■ **What you need to do**:
1. Return everything from "A digital privacy" down to "rating firm Experian." in the article on Illinois vaccine and mask mandates below, copied word for word.
2. Answer these questions using the article on Illinois vaccine and mask mandates below:
(a) By what date must state employees in congregate settings be vaccinated?
(b) Which consumer credit rating firm does the Vax Verify system use to verify users' information?
(c) What organization is Alexis Hancock director of engineering for?
3. Decide whether each statement agrees with the article on Illinois vaccine and mask mandates below. Answer yes or no, and quote the words from the article that settle it.
(a) Rich Berner once served on the Champaign County Board.
(b) Tom Morrison represents Lake Zurich.
(c) The mask order for teachers applies only to those who are unvaccinated.

■ **Page extract**:
= Beginning of Section =

Sen. Dan McConchie | Facebook
Sen. Dan McConchie | Facebook
Former Champaign County Board member Rich Berner opposes Gov. J.B. Pritzker's vaccination mandates, especially those for doctors, nurses and others employed in health care.
“If they feel that the vaccine isn’t right for them right now, they should have that choice not to vaccinate or possibly lose a job,” Berner said. “My wife, the nurse, was the last of two nurses that didn’t get vaccinated. They were basically giving her trouble almost every day about it. They basically said 'you have to get vaccinated, otherwise you will be terminated,' and we had a nursing shortage before there was a phobia.”
Republican lawmakers are sounding off over the governor’s handling of the pandemic and his latest order requiring all students at public and private schools across the state to mask up at all times. The order also requires all teachers and staff members at every grade level to wear masks regardless of vaccination status and for all state employees working at congregate settings, such as long-term care facilities or veterans' homes, to be vaccinated no later than Oct. 4.
“His continued go-it-alone approach is actively undermining the state’s ability to have broadly accepted mitigation strategies,” Senate Republican Leader Dan McConchie (R-Lake Zurich) posted on Twitter. “So much for being ‘all in’ for Illinois.”
McConchie is far from the only Republican lawmaker taking a stand against what they see as the governor’s habit of putting his agenda ahead of the interests of the people he’s supposed to represent, with state Rep. Tom Morrison (R-Palatine) going as far as to question his legal authority to make the move he’s making.
In a statement, Morrison argues the new policy “violates constitutional checks and balances, public input, and local control."
A digital privacy group recently rated the state’s new Vax Verify system as “horrible.”
The harsh assessment of the system being promoted by the governor and the Illinois Department of Public Health (IDPH) as secure comes from Electronic Frontier Foundation director of engineering Alexis Hancock, who reviews such systems around the country.
Among the many criticisms, Hancock takes issues with the way the system requires users to verify their information through consumer credit rating firm Experian.
“Using Experian is definitely one of the worst ones I’ve seen yet,” he said. “If you have frozen your credit for whatever reason, you have to unfreeze your credit with Experian in order to actually access a vaccination record from this Vax Verify system. You don't have to do that every day, right? You don’t have to swoop out your vaccination records every day and that frequency and that scope can become an issue when companies who are holding this information and databases are holding this information aren’t necessarily being held accountable to the stricter standard of how long they should log information, if they should log information at all.”

= End of Section =

■ **Dataset**:
= Beginning of Section =

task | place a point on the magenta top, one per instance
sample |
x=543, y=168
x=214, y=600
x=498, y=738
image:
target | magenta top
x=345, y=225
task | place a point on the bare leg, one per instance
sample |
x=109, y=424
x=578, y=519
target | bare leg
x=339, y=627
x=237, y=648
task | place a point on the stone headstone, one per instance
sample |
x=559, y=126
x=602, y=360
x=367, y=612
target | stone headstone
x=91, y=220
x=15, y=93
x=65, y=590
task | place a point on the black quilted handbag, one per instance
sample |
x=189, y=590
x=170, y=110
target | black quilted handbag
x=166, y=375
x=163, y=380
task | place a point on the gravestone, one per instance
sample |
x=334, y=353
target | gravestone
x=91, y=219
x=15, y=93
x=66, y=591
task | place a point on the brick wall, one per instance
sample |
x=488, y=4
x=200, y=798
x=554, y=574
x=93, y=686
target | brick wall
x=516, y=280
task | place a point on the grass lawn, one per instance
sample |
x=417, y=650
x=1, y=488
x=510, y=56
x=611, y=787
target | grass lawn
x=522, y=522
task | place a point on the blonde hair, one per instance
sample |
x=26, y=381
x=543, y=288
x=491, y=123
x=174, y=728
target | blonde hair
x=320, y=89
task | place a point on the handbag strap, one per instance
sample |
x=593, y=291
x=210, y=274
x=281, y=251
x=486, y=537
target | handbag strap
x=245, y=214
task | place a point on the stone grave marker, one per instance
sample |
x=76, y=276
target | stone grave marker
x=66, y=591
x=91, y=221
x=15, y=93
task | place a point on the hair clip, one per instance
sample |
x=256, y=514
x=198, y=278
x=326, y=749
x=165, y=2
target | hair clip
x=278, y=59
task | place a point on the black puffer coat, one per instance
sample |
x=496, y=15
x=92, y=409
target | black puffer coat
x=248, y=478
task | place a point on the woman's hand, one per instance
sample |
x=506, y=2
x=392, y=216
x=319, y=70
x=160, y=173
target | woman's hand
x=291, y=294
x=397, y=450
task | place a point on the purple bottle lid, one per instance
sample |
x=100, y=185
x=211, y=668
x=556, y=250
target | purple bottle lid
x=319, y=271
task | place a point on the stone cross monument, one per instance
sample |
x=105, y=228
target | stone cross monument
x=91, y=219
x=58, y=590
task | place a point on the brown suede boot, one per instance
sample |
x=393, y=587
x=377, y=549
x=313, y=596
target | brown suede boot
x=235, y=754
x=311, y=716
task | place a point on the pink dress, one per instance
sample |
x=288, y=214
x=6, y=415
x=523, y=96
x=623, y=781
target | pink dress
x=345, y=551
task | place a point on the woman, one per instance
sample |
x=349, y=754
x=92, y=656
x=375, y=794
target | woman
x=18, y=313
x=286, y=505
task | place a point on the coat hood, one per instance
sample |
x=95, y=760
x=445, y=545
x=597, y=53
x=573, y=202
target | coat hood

= End of Section =

■ **Answers by item number**:
1.
A digital privacy group recently rated the state’s new Vax Verify system as “horrible.”
The harsh assessment of the system being promoted by the governor and the Illinois Department of Public Health (IDPH) as secure comes from Electronic Frontier Foundation director of engineering Alexis Hancock, who reviews such systems around the country.
Among the many criticisms, Hancock takes issues with the way the system requires users to verify their information through consumer credit rating firm Experian.

2.
(a) Oct. 4
(b) Experian
(c) The Electronic Frontier Foundation

3.
(a) Yes: "Former Champaign County Board member Rich Berner"
(b) No: "state Rep. Tom Morrison (R-Palatine)"
(c) No: "regardless of vaccination status"